MATERIAL PROVIDED ▸
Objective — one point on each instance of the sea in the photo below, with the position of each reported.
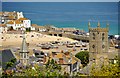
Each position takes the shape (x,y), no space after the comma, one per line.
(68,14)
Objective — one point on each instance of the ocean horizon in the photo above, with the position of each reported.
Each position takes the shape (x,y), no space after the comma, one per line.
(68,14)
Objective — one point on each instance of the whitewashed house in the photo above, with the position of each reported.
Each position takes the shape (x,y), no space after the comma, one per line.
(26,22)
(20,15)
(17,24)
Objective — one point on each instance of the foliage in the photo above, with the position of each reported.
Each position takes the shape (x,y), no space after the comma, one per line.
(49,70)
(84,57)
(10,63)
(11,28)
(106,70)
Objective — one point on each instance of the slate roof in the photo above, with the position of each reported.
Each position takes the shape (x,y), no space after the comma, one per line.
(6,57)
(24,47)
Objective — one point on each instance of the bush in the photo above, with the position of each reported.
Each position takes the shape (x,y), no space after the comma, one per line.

---

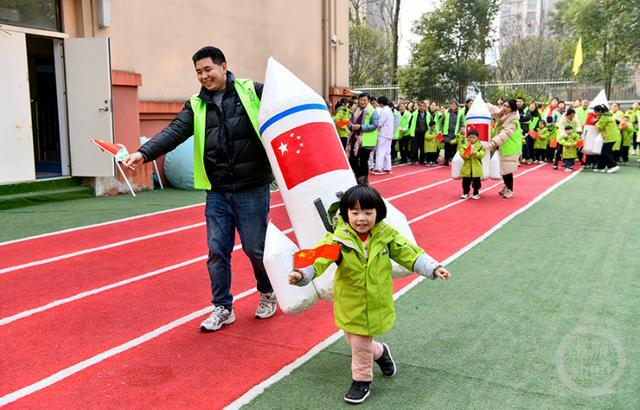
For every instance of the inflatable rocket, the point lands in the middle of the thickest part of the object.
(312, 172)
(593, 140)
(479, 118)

---

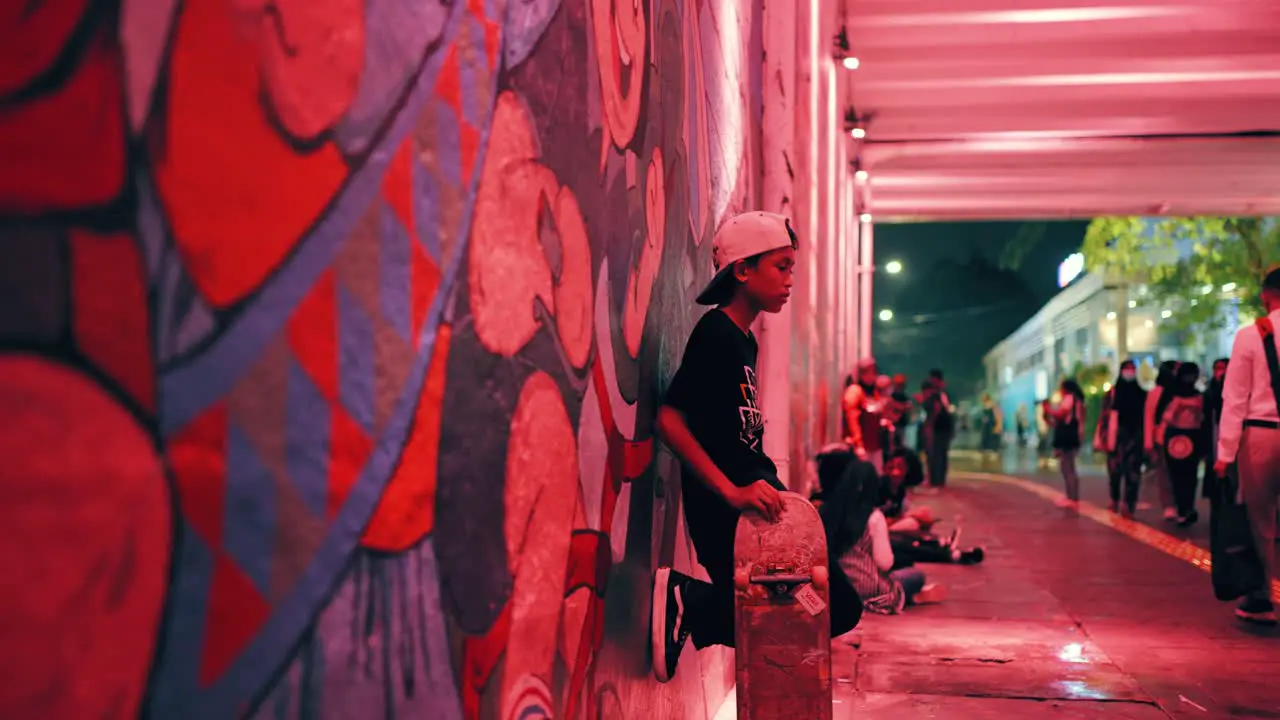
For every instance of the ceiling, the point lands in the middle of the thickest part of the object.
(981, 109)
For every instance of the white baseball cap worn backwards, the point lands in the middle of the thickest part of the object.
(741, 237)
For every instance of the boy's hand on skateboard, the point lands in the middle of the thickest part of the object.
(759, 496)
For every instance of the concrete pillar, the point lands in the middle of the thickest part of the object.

EXERCISE INSTRUCTIONS ▸ Count the lines in the data above that contain the word "every", with uppercase and lowercase letters treated as different, and reply with the number alone.

RESPONSE TO THIS EXERCISE ▸ 5